Collected data:
== Segment start ==

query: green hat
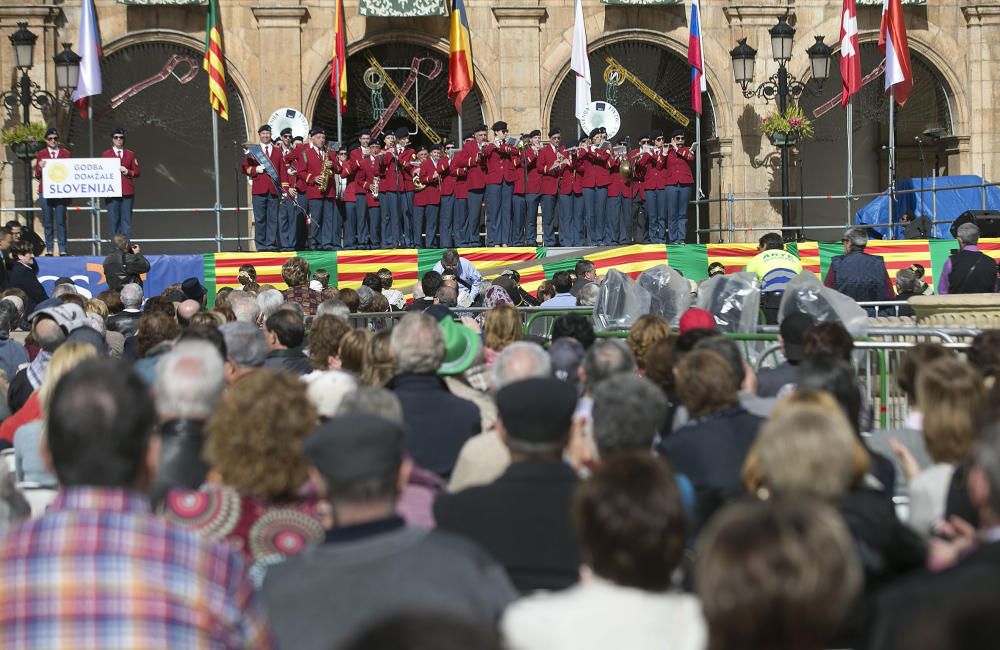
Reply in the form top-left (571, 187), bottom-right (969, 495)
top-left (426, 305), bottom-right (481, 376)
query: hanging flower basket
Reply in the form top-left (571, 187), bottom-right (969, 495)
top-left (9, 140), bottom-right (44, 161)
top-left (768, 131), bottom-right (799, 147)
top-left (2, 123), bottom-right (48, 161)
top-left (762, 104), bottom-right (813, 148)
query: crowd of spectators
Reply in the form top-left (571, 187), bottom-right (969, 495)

== Segment end ==

Exercise brief
Reproduce each line from the records that contains the word "query".

Task result
query: green hat
query: hanging flower basket
query: crowd of spectators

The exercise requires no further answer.